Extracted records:
####################
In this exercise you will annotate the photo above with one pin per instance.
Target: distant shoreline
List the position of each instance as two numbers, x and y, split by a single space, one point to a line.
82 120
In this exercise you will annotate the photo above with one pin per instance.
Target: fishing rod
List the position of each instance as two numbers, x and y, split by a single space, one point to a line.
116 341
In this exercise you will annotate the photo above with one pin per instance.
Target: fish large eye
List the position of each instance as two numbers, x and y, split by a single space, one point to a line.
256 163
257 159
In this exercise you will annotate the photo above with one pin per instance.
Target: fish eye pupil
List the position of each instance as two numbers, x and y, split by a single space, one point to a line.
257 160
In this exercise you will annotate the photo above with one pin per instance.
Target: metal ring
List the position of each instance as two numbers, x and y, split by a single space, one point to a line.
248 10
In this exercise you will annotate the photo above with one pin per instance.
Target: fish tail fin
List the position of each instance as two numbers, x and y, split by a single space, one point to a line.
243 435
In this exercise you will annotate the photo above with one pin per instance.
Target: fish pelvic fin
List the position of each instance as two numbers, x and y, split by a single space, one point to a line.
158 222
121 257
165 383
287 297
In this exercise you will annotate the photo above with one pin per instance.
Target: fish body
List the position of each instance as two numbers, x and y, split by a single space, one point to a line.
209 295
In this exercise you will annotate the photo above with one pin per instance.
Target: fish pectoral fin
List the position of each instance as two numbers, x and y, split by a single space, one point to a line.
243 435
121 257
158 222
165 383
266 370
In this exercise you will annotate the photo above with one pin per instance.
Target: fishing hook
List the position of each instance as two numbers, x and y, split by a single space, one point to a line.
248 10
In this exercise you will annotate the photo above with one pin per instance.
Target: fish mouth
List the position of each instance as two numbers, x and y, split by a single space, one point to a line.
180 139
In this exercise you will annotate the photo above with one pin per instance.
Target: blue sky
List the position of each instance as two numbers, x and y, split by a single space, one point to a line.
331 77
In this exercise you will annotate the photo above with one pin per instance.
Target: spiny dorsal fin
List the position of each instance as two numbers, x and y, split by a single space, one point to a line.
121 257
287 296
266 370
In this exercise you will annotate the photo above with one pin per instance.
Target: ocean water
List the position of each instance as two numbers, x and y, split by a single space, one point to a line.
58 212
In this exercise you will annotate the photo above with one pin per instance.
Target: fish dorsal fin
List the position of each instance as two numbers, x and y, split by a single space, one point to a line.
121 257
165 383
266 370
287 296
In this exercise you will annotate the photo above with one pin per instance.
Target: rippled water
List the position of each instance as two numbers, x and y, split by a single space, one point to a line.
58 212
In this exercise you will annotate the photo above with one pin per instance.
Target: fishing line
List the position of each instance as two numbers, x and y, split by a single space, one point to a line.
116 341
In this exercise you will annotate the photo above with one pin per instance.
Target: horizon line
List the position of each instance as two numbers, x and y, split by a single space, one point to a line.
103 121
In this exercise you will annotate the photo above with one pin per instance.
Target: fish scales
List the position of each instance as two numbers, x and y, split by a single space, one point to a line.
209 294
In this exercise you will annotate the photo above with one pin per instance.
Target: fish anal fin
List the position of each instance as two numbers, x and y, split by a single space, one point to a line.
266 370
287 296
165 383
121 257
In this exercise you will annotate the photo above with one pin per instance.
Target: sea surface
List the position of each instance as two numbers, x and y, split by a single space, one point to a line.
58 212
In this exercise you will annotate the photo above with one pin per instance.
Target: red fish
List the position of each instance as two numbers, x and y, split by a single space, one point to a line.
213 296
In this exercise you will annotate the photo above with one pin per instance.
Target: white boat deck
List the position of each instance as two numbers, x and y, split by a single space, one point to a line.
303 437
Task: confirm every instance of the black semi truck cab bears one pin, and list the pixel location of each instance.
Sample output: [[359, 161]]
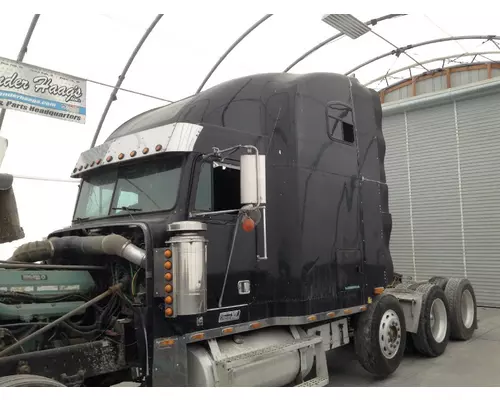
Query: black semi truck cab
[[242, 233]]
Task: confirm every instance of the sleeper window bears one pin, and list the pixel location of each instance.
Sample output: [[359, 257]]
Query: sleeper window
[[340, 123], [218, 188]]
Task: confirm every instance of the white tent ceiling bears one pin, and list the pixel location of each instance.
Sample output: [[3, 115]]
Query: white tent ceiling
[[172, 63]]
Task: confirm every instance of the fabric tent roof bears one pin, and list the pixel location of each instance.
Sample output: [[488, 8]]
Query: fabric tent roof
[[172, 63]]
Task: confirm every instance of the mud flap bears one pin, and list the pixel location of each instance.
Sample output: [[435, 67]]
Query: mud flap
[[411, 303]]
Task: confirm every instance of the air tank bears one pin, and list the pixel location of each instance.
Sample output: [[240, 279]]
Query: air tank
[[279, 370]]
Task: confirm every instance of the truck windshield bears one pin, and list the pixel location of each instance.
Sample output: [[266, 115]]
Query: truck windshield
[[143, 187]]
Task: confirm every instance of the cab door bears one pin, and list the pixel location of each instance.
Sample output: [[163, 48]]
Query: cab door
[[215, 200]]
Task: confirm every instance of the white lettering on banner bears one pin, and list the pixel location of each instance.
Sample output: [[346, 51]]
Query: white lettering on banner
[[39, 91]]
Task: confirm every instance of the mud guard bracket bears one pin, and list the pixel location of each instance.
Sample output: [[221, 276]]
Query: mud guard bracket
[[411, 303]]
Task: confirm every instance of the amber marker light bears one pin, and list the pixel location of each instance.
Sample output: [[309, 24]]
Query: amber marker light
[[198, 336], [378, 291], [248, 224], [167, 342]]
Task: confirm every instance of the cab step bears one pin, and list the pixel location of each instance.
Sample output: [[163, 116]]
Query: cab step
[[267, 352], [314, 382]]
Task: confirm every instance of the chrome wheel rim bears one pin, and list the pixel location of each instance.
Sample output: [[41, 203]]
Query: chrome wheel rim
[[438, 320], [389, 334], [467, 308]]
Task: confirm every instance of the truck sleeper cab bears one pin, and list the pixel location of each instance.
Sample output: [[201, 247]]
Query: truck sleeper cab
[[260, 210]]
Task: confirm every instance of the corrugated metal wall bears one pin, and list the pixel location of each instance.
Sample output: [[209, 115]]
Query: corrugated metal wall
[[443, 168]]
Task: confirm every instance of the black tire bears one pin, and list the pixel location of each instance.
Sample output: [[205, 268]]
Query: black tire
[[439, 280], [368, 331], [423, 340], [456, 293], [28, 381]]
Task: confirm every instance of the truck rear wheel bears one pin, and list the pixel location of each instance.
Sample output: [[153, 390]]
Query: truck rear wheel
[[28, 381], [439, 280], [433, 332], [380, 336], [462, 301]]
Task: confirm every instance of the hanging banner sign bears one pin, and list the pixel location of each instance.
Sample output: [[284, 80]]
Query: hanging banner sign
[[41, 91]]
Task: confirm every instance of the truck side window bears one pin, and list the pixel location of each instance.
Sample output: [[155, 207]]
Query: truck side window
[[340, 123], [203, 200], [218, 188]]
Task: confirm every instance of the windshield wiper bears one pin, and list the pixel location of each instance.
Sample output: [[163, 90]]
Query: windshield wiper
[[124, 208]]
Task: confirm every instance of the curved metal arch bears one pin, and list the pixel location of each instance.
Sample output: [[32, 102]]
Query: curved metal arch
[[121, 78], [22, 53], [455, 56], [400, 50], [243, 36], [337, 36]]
####################
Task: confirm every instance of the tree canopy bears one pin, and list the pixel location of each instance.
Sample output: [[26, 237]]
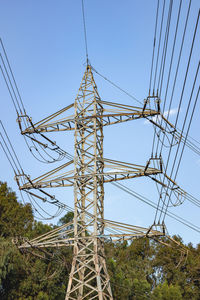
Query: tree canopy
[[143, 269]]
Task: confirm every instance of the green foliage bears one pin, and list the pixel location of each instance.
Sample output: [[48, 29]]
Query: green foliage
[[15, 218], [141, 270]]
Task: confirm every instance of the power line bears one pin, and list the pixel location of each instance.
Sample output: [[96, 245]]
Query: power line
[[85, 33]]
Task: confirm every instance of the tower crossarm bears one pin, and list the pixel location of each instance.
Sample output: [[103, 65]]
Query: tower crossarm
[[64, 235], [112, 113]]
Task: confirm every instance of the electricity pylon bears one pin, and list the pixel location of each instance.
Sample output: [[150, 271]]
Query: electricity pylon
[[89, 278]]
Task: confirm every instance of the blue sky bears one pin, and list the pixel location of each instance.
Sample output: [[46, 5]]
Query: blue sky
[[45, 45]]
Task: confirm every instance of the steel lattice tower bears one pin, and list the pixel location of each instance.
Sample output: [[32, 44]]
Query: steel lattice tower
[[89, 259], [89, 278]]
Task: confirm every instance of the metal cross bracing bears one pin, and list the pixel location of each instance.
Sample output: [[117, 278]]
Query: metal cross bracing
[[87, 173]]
####################
- _Prompt_: Copy the data verbatim from the line containing "Task: confirm every instance of the truck rear" through the line containing "[[340, 123], [203, 200], [218, 188]]", including both of those lines.

- _Task response_:
Task: confirm every instance of the truck rear wheel bears one pin, and list the pixel location of each instance.
Sample output: [[153, 390]]
Query: truck rear wheel
[[28, 381], [439, 280], [433, 332], [380, 336], [462, 301]]
Task: confirm every instance of the hanging banner sign bears one pin, and list the pixel location of each instance.
Sample output: [[284, 80]]
Query: hanging banner sign
[[41, 91]]
Task: confirm every instance of the truck side window bears one pin, and list the pixel location of each instance.
Sample output: [[155, 207]]
Query: truck side window
[[340, 123], [203, 200], [218, 188]]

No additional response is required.